Required tasks:
A. In the river boat story, could you update the passage starting with "It was funny" and going on through "down over here!", replacing "TicTac" with "granola bar"?
B. In the river boat story, at about which mile does the cousin's wife point out the alligator?

Excerpt:

It was funny for the first mile. Ha, Ha, Ha, we keep ramming this boat into these rotting branches on the edges of this twisty, narrow river. Ooops! Bumper boats! Sorry about that. Ha, ha, a weird bug just fell out of that tree onto my arm. Ouch! That kind of hurt. No, I don't think it was a black widow, but yeah, it did have some red on it.  Want a TicTac? Oh look, a mile marker. We have to be almost halfway by now. What? We've gone only 2 miles? We have 6 more to go? Shit. OK, well lets keep going -crash, bam- Oops, sorry about that. Quick! Duck! There's a branch hanging down over here!

Yeah. Hilarious. Then at about mile 3, my cousin's wife says to me, "OK, now don't freak out. If you freak out, you're going to tip the boat. But, umm, THERE'S A HUGE ALLIGATOR RIGHT THERE!"

To which I reply, "What the f$@#ing hell! Are you mother f&$%ing kidding me right now? Oh God! Oh God! Oh God!"

Information supplied:
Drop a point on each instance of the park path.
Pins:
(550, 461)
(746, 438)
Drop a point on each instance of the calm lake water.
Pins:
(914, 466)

Responses:
A.
It was funny for the first mile. Ha, Ha, Ha, we keep ramming this boat into these rotting branches on the edges of this twisty, narrow river. Ooops! Bumper boats! Sorry about that. Ha, ha, a weird bug just fell out of that tree onto my arm. Ouch! That kind of hurt. No, I don't think it was a black widow, but yeah, it did have some red on it.  Want a granola bar? Oh look, a mile marker. We have to be almost halfway by now. What? We've gone only 2 miles? We have 6 more to go? Shit. OK, well lets keep going -crash, bam- Oops, sorry about that. Quick! Duck! There's a branch hanging down over here!

B. At about mile 3.